Swap "reflection" for "mirror image" in the rows starting at the line containing "Could you spot the human" and ending at the last row, then write out only those rows with everything else unchanged.

* Information given:
*****

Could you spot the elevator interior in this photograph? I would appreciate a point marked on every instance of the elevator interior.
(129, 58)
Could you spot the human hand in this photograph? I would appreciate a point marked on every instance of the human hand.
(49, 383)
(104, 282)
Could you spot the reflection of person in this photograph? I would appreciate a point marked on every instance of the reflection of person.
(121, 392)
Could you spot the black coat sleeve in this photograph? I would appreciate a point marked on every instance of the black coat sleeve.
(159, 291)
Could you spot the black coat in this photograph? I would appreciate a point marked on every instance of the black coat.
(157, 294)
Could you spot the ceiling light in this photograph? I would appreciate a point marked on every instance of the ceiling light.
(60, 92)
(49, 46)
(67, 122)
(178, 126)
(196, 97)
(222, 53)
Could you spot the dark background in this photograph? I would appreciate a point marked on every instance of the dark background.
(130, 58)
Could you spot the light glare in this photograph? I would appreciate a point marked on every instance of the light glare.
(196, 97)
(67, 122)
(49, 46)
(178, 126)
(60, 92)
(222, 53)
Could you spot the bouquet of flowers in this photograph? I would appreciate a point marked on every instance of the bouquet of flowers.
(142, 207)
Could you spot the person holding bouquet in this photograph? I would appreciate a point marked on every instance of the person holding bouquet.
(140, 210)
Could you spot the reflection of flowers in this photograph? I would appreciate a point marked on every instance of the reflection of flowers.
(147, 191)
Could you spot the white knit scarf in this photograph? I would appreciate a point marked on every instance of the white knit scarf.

*****

* Complete answer:
Could you spot the human hand in this photograph? I would appreciate a point marked on every instance of the human hand.
(49, 383)
(104, 282)
Could you spot the mirror image of person in this photograph? I would appreciate a point marked on every instance of the mirror image of person.
(121, 392)
Could you spot the black coat sleeve in this photograph? I would appreciate a point marked on every instance of the black coat sleeve.
(159, 291)
Could you spot the black coat in this photograph? I would appreciate a point marked on every instance of the black coat.
(157, 294)
Could you spot the ceiling light in this photograph? I would appreciate a point marked on every instance of the ceiling light.
(60, 92)
(49, 46)
(67, 122)
(178, 126)
(196, 97)
(222, 53)
Could you spot the dark background in this photograph? I would appreciate a point marked on every instance of the dark background.
(130, 58)
Could you spot the light glare in this photograph? I would appreciate a point marked on every instance of the light glare.
(196, 97)
(67, 122)
(49, 46)
(178, 126)
(60, 92)
(222, 53)
Could you spot the bouquet of flowers in this photograph? I would appreciate a point marked on every instance of the bouquet of flowers.
(142, 207)
Could you spot the person holding bouquet in this photograph? I would appreciate a point marked on every instance of the person holding bouquet.
(140, 210)
Could you spot the mirror image of flowers in this photograph? I would appreciate a point marked on every instance of the mirror image of flowers.
(147, 191)
Could you spot the white knit scarf in this photograph? I would appreciate a point marked on every instance of the white knit scarf.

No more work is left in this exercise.